INPUT:
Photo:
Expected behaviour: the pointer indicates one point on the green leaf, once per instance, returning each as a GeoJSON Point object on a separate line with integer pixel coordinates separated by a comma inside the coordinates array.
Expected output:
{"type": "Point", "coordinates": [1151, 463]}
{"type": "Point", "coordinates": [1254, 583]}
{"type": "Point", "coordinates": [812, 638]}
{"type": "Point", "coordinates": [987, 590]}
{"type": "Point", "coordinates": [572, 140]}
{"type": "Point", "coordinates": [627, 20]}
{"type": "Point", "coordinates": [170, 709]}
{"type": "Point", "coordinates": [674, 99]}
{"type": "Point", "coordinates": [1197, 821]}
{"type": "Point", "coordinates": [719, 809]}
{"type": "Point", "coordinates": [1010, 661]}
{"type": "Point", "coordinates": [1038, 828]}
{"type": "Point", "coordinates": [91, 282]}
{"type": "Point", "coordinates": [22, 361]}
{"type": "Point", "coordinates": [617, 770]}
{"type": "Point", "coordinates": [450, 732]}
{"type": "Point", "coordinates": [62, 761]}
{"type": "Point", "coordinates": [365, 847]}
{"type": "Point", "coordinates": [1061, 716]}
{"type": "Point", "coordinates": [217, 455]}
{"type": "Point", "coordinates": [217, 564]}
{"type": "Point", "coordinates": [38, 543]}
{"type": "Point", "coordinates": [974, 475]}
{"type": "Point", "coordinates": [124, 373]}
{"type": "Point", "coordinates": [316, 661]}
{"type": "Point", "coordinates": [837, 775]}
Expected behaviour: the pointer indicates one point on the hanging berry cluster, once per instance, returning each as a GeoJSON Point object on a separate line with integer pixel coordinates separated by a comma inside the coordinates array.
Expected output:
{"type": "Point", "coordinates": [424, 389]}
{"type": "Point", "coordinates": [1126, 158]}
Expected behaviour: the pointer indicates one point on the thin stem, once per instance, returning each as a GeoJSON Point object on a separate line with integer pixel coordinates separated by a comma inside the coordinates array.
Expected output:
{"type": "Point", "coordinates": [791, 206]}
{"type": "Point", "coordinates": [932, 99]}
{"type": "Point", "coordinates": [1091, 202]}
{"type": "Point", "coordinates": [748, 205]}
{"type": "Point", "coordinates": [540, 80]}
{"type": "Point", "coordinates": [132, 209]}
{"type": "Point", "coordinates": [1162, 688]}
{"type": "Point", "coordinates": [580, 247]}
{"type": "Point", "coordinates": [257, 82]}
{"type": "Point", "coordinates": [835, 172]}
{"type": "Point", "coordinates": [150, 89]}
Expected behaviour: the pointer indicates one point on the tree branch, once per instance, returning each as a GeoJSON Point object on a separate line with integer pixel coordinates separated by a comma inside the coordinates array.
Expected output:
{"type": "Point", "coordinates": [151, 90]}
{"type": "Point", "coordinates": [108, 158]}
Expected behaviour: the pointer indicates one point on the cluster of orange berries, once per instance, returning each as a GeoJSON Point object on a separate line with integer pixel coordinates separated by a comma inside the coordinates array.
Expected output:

GIVEN PROBLEM: Please turn every line of the records above into a numbered list, leaving out any blank lines.

CORRECT ANSWER:
1. Photo:
2. Expected behaviour: the pointer indicates one point on the green leaf, once per instance, returning each as a GeoJSON Point object on a separate line with integer pixel coordinates separated by a comma inside the coordinates array.
3. Expected output:
4. {"type": "Point", "coordinates": [1151, 463]}
5. {"type": "Point", "coordinates": [1254, 583]}
6. {"type": "Point", "coordinates": [812, 638]}
7. {"type": "Point", "coordinates": [987, 590]}
8. {"type": "Point", "coordinates": [572, 140]}
9. {"type": "Point", "coordinates": [627, 20]}
10. {"type": "Point", "coordinates": [170, 709]}
11. {"type": "Point", "coordinates": [674, 99]}
12. {"type": "Point", "coordinates": [1197, 821]}
13. {"type": "Point", "coordinates": [719, 809]}
14. {"type": "Point", "coordinates": [1010, 661]}
15. {"type": "Point", "coordinates": [1038, 828]}
16. {"type": "Point", "coordinates": [91, 282]}
17. {"type": "Point", "coordinates": [22, 361]}
18. {"type": "Point", "coordinates": [617, 770]}
19. {"type": "Point", "coordinates": [450, 732]}
20. {"type": "Point", "coordinates": [62, 761]}
21. {"type": "Point", "coordinates": [365, 847]}
22. {"type": "Point", "coordinates": [1061, 716]}
23. {"type": "Point", "coordinates": [217, 455]}
24. {"type": "Point", "coordinates": [217, 564]}
25. {"type": "Point", "coordinates": [38, 543]}
26. {"type": "Point", "coordinates": [974, 475]}
27. {"type": "Point", "coordinates": [124, 373]}
28. {"type": "Point", "coordinates": [316, 661]}
29. {"type": "Point", "coordinates": [837, 775]}
30. Expected behaviour: the pointer indicates one point on the hanging berry cluster, once per instance, returning each as a GeoJSON Point object on a separate line with integer pixel coordinates separated by a comma inside the coordinates array.
31. Expected output:
32. {"type": "Point", "coordinates": [424, 389]}
33. {"type": "Point", "coordinates": [1126, 158]}
34. Expected behaviour: the pointer indicates one point on the thin stem, once per instance, returning each as a GeoJSON Point object on a separate line with integer pixel coordinates separated by a comma inside the coordinates array.
35. Expected output:
36. {"type": "Point", "coordinates": [791, 206]}
37. {"type": "Point", "coordinates": [932, 99]}
38. {"type": "Point", "coordinates": [1091, 202]}
39. {"type": "Point", "coordinates": [748, 205]}
40. {"type": "Point", "coordinates": [540, 80]}
41. {"type": "Point", "coordinates": [132, 209]}
42. {"type": "Point", "coordinates": [1162, 688]}
43. {"type": "Point", "coordinates": [580, 247]}
44. {"type": "Point", "coordinates": [257, 82]}
45. {"type": "Point", "coordinates": [835, 172]}
46. {"type": "Point", "coordinates": [150, 89]}
47. Expected behaviour: the pointer indicates one point on the tree branch, once per instance, returning each as a GeoJSON Point object on a separate line with integer pixel coordinates separated by a comma inside the coordinates array.
48. Expected output:
49. {"type": "Point", "coordinates": [151, 90]}
50. {"type": "Point", "coordinates": [108, 158]}
51. Expected behaviour: the pointer indicates one point on the cluster of orange berries, once per instance, returning each as a GeoJSON Point object on a separate line with integer pixel coordinates separated by a comma inside the coordinates array.
52. Expected output:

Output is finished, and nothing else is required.